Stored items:
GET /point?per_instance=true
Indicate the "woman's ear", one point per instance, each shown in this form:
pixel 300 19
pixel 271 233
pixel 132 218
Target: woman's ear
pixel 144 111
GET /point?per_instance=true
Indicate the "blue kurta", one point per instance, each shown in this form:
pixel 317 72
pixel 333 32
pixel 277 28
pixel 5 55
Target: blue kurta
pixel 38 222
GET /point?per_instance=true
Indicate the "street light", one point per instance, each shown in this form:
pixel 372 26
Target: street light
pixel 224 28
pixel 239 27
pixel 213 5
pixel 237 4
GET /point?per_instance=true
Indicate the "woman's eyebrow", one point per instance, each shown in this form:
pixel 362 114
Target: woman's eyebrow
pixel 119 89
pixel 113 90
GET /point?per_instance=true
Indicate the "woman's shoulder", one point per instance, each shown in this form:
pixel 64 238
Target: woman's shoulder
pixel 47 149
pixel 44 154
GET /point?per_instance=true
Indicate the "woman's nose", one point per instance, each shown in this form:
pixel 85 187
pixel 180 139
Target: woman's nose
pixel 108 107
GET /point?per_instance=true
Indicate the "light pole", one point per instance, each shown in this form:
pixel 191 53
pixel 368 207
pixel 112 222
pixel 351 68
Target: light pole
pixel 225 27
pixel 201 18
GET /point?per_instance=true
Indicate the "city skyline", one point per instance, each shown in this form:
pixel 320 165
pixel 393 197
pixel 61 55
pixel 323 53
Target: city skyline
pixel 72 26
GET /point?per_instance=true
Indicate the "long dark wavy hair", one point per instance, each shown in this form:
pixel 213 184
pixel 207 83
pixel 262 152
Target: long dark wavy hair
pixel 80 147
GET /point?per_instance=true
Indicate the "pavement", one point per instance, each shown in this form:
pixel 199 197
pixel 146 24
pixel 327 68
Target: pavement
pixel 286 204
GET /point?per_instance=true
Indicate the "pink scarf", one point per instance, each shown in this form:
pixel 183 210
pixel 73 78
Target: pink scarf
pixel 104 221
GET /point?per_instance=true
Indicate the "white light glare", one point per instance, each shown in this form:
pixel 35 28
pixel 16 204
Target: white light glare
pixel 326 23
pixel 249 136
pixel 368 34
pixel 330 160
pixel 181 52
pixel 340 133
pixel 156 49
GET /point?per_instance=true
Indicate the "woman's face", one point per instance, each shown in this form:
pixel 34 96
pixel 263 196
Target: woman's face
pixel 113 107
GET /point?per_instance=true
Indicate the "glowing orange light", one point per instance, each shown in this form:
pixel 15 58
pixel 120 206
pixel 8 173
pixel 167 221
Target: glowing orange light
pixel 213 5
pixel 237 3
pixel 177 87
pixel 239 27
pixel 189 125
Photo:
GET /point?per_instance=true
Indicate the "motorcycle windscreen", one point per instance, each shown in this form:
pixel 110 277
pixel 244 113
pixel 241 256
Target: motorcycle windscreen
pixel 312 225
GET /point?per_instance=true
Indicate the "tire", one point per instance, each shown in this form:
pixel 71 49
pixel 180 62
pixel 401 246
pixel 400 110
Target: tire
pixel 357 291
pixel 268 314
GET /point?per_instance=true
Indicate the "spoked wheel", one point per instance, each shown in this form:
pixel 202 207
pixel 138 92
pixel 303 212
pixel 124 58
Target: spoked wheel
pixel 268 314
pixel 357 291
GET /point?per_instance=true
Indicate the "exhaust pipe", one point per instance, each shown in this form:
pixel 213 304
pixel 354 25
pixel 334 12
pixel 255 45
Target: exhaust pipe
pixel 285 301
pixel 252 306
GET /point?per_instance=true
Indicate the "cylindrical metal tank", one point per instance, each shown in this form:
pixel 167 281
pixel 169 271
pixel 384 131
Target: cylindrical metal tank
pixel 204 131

Given instruction. Copy all of the entries above word for word.

In response.
GET /point?per_instance=true
Indicate the "woman's ear", one point per instance, each shown in this form:
pixel 300 19
pixel 271 233
pixel 132 218
Target: woman's ear
pixel 144 111
GET /point?per_instance=true
Indicate the "blue kurta", one point per instance, each shown in this form:
pixel 317 72
pixel 333 32
pixel 277 28
pixel 5 55
Target: blue kurta
pixel 38 222
GET /point?per_instance=true
Indicate the "street light", one point per instance, each shown in this form:
pixel 372 26
Target: street light
pixel 224 28
pixel 239 27
pixel 213 5
pixel 237 4
GET /point?per_instance=true
Indicate the "woman's eyebrow", one point per instance, each shown in this form:
pixel 362 114
Target: woman's eyebrow
pixel 119 89
pixel 113 90
GET /point?per_instance=true
Indicate the "woman's shoulder", one point per instance, each shown in this form:
pixel 64 238
Target: woman's shoulder
pixel 47 149
pixel 44 154
GET /point?per_instance=true
Indicate the "woman's nose", one point per instance, each shown in this form:
pixel 85 187
pixel 180 139
Target: woman's nose
pixel 108 107
GET /point?per_instance=true
Indicate the "light pole", one point per instance, each shown in this form:
pixel 191 53
pixel 368 207
pixel 112 222
pixel 351 68
Target: light pole
pixel 225 27
pixel 201 18
GET /point?per_instance=true
Indicate the "city skyline", one point per instance, each shown in this form:
pixel 320 165
pixel 393 197
pixel 61 55
pixel 323 53
Target: city skyline
pixel 72 26
GET /point?per_instance=true
Indicate the "long dark wavy hair", one point per instance, each shown in this form:
pixel 213 184
pixel 207 83
pixel 262 152
Target: long dark wavy hair
pixel 80 147
GET /point?per_instance=true
Indicate the "pavement", one point per instance, each shown in this form:
pixel 199 197
pixel 146 24
pixel 327 68
Target: pavement
pixel 286 204
GET /point?per_instance=true
Indicate the "pink scarf", one point per instance, each shown in this form:
pixel 183 210
pixel 73 78
Target: pink scarf
pixel 104 221
GET /point?per_instance=true
Indicate the "white light glare", one point per instance, each shown in this form:
pixel 35 28
pixel 16 204
Target: white light glare
pixel 326 23
pixel 249 136
pixel 368 34
pixel 330 160
pixel 181 52
pixel 340 133
pixel 156 49
GET /point?per_instance=true
Indicate the "woman's face", one point per instance, each shown in this form:
pixel 34 96
pixel 263 196
Target: woman's face
pixel 113 107
GET /point?per_instance=true
Indicate the "glowing orange light", one point per instance, each shown in this form:
pixel 15 58
pixel 120 206
pixel 8 173
pixel 167 221
Target: glowing orange light
pixel 213 5
pixel 237 3
pixel 177 87
pixel 239 27
pixel 189 125
Photo:
GET /point?per_instance=true
Indicate the "motorcycle windscreen", one point per instance, each shown in this form:
pixel 110 277
pixel 244 113
pixel 241 256
Target: motorcycle windscreen
pixel 312 225
GET /point?per_instance=true
Indicate the "tire", one point per instance, each shown in this form:
pixel 71 49
pixel 180 62
pixel 401 246
pixel 400 110
Target: tire
pixel 357 291
pixel 268 314
GET /point?per_instance=true
Indicate the "spoked wheel", one point per instance, each shown in this form:
pixel 202 207
pixel 138 92
pixel 303 212
pixel 124 58
Target: spoked wheel
pixel 268 314
pixel 357 291
GET /point?per_instance=true
Indicate the "exhaust pipe", one point per instance, each shown in this form:
pixel 213 304
pixel 354 25
pixel 334 12
pixel 255 45
Target: exhaust pipe
pixel 285 301
pixel 252 306
GET /point?per_instance=true
Indicate the "cylindrical metal tank", one point per instance, each shown in this form:
pixel 167 281
pixel 169 271
pixel 384 131
Target: cylindrical metal tank
pixel 204 131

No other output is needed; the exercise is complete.